┌──
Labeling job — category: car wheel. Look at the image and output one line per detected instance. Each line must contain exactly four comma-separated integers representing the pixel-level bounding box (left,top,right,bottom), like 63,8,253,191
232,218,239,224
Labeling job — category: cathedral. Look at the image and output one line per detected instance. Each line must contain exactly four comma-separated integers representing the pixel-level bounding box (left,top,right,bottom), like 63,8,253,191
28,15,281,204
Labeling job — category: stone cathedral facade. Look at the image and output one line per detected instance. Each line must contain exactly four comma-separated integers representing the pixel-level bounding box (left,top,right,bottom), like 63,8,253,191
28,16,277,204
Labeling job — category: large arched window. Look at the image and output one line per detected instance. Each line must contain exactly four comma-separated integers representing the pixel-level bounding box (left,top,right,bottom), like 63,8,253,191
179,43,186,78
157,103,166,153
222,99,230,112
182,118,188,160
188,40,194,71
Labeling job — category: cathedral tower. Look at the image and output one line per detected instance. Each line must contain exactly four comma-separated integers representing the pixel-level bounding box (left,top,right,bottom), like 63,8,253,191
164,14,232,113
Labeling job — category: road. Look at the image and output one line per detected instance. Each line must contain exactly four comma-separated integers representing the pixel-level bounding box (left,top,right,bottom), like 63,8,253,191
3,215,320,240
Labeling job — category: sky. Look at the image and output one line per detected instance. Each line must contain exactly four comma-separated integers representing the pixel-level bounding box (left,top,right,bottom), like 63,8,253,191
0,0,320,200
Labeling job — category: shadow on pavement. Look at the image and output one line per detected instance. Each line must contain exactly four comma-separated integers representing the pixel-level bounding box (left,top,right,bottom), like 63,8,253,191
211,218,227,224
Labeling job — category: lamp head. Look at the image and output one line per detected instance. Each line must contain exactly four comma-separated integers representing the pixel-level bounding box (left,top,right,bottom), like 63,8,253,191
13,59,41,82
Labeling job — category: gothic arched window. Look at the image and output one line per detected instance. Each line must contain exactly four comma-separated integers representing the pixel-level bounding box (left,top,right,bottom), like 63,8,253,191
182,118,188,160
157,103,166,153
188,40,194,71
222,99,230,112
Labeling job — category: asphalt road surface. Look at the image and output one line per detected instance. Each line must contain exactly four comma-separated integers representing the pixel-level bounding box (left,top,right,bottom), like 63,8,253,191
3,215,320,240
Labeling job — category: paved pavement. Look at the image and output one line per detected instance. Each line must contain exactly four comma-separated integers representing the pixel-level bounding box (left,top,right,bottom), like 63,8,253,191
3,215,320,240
└──
GEWÜNSCHTE AUSGABE:
Schreib sämtliche Daten oben Zeile für Zeile unverändert ab.

LÖSUNG:
Labeling job — category: car wheel. Look at the image and output one line per detected instance. Each line must contain exactly four comma-separated integers representing the pixel-level bounding box (left,top,right,bottom), like 63,8,253,191
232,218,239,224
Labeling job — category: cathedral. Look at the image and output one line per detected instance. Each line must contain exactly four comma-separated integers representing the pixel-level bounding box (left,top,right,bottom), like 63,8,253,191
28,15,281,204
Labeling job — category: stone cathedral facade. Look at the image and output one line per detected instance. Each line must contain exactly four comma-separated integers representing the pixel-level bounding box (left,top,right,bottom), like 63,8,253,191
28,16,277,204
Labeling job — category: large arched window. Look at the image and output one line per detected instance. Each line must contain exactly four comma-separated integers representing the pixel-level bounding box (left,top,right,bottom), like 63,8,253,191
179,43,186,78
157,103,166,153
222,99,230,112
182,118,188,160
188,40,194,71
Labeling job — category: cathedral tower. Look at the image and output one line per detected instance. Each line must contain exactly four comma-separated integers representing the pixel-level bounding box (left,top,right,bottom), like 63,8,253,191
164,14,232,113
Labeling job — category: road. Look at the image and output one line per detected instance. Each line must contain exactly four comma-separated integers representing the pixel-level bounding box (left,top,right,bottom), like 63,8,253,191
3,215,320,240
Labeling job — category: sky. Look at the image and output one line per detected instance. Each line must contain exactly four comma-separated integers representing the pixel-level bounding box (left,top,right,bottom), like 63,8,253,191
0,0,320,200
Labeling job — category: shadow on pavement. Look at the image and output one line per detected instance. Each line must contain exactly four comma-separated integers representing the pixel-level bounding box (left,top,right,bottom), like 63,8,253,191
211,218,227,224
Labeling job — category: lamp head. Look at the image and output one line per detected instance. Each line must contain exactly four comma-separated integers representing the pixel-level bounding box (left,top,right,bottom), like 63,8,253,191
13,59,41,82
Labeling job — category: gothic arched window. Look at the image and output one line per detected instance. Each line must contain exactly four comma-separated integers representing the pixel-level bounding box (left,top,right,bottom), like 63,8,253,191
182,118,188,160
157,103,166,153
188,40,194,71
222,99,230,112
Labeling job — category: asphalt road surface. Look at the image and output one line per detected instance. Each line must contain exactly four comma-separated integers representing the pixel-level bounding box (left,top,right,bottom), like 63,8,253,191
3,215,320,240
Labeling job — category: paved pavement. Look at the image and output one line per detected instance. Each line must contain exactly four comma-separated integers representing the pixel-level bounding box (left,top,right,bottom), like 63,8,253,191
3,215,320,240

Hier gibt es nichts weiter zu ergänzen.